Dataset items on object locations:
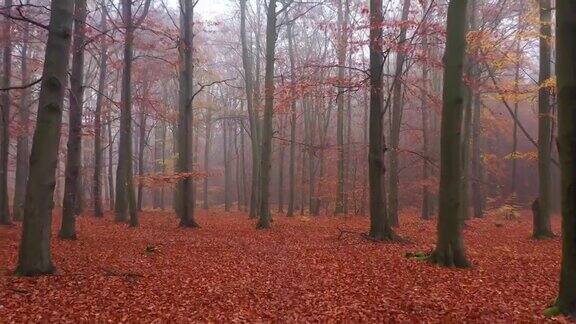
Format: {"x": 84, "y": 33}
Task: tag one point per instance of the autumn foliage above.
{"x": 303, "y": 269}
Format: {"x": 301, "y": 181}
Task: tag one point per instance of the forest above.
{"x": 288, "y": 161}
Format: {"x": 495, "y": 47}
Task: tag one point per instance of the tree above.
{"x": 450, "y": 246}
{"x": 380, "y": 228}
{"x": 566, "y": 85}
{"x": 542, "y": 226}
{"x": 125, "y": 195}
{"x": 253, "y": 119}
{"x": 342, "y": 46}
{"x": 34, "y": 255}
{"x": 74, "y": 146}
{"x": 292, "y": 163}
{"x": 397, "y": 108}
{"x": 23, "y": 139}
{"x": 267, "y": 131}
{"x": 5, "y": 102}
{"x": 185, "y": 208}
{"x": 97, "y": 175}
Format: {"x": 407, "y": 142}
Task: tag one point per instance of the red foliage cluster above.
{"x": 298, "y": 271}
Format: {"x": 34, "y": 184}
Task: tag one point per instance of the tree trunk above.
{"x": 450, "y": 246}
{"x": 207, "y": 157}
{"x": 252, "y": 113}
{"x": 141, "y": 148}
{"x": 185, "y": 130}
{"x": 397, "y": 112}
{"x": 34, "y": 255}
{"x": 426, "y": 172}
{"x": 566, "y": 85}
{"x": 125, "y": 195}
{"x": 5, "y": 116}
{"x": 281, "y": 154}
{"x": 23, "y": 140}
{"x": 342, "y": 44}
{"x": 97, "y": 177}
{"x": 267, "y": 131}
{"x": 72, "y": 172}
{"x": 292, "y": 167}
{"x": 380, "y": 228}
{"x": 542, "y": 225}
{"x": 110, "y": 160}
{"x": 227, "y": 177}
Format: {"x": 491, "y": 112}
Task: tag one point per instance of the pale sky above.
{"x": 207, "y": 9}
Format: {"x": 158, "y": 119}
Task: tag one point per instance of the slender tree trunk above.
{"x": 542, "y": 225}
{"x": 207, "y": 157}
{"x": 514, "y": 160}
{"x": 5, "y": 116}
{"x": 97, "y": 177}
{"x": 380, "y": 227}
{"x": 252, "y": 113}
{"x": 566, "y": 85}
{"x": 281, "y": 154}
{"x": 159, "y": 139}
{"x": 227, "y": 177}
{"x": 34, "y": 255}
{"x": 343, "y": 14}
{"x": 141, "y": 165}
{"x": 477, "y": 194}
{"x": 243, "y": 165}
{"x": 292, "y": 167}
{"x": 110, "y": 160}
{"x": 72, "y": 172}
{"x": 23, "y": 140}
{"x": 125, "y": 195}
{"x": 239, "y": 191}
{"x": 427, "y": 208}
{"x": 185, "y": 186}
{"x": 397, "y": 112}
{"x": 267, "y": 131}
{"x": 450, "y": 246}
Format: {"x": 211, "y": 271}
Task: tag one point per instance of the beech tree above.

--

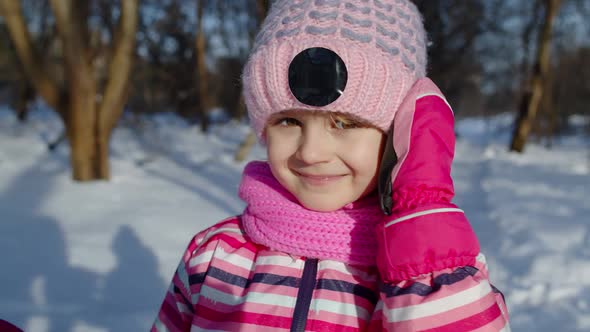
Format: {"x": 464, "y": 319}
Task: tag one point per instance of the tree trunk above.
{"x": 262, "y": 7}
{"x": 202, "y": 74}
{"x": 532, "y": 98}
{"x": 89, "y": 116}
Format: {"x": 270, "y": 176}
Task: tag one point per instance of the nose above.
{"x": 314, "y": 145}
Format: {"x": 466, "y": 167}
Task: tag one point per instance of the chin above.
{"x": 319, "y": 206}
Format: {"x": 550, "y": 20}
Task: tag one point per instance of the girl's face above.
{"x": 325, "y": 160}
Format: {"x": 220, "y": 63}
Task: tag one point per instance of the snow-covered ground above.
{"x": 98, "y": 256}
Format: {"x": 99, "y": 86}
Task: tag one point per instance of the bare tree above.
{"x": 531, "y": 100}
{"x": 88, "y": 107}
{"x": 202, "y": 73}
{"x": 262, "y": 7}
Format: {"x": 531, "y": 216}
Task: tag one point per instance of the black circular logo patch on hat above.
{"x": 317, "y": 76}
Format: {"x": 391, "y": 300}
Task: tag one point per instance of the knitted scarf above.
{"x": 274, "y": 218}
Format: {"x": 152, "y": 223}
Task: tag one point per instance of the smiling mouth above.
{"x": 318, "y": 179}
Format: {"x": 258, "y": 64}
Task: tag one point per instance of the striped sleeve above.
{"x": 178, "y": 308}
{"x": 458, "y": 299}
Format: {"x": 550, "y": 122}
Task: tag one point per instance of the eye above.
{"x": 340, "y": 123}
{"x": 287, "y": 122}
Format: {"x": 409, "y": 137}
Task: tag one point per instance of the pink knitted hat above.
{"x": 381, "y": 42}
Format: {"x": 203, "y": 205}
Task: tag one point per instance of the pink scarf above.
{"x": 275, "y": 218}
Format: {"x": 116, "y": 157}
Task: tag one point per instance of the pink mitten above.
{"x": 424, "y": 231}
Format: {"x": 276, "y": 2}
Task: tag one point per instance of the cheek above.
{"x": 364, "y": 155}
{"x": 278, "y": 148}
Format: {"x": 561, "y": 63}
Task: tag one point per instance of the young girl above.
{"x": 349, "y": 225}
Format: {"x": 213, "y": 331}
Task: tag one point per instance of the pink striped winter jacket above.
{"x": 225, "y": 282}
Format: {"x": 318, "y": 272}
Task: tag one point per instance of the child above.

---

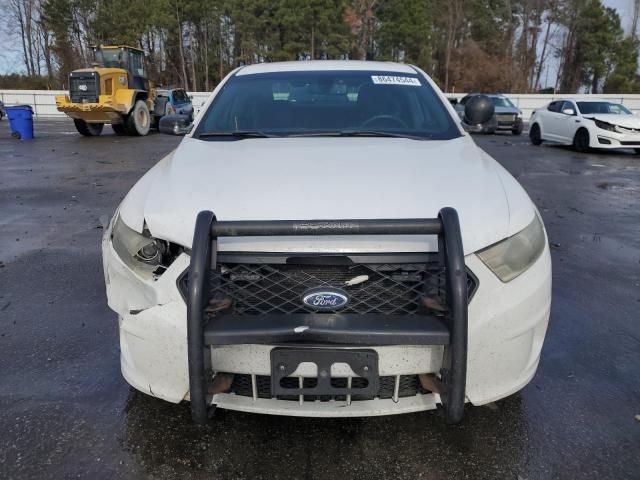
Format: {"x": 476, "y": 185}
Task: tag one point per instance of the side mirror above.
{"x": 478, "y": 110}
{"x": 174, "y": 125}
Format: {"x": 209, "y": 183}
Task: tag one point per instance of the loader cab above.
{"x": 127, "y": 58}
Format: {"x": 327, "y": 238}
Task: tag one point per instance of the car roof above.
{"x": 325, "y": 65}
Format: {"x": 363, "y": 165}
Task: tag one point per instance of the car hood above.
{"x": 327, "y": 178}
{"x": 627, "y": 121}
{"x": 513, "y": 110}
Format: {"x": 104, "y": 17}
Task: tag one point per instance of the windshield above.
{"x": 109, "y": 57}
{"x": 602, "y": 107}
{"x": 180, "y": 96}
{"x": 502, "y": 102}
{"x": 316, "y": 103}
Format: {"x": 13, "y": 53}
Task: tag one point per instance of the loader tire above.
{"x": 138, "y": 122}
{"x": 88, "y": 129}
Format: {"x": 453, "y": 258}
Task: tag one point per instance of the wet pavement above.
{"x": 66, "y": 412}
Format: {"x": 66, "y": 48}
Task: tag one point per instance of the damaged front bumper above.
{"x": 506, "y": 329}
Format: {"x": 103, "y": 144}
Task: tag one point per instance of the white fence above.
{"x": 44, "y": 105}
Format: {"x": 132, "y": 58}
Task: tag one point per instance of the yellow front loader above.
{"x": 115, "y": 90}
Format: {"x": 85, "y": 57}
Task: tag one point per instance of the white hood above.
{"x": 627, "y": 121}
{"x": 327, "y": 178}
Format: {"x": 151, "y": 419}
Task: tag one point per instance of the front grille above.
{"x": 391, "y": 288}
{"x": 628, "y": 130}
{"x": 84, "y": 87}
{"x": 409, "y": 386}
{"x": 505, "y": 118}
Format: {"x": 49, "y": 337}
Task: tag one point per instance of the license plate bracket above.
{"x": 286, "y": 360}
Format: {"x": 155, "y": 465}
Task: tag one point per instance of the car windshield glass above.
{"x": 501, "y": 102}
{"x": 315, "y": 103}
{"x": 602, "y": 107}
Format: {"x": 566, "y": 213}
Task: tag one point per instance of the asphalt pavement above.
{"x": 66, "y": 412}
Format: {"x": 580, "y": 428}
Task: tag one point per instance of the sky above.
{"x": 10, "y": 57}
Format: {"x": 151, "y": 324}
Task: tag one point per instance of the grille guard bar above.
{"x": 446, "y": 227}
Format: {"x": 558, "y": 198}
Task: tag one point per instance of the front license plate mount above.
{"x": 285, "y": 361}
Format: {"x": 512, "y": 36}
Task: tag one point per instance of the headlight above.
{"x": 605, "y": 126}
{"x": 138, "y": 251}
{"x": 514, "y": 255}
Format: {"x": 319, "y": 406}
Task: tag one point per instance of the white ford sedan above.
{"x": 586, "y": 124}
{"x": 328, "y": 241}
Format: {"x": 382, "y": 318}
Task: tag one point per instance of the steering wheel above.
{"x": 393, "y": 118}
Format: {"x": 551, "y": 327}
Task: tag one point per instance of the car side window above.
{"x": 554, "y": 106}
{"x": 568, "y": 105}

• **Objective**
Pull out every line of the items above that contains the string "grille". Case counts.

• **Finished task**
Task: tag one point per instance of the front grille above.
Task: tag one point per instance of the grille guard bar above.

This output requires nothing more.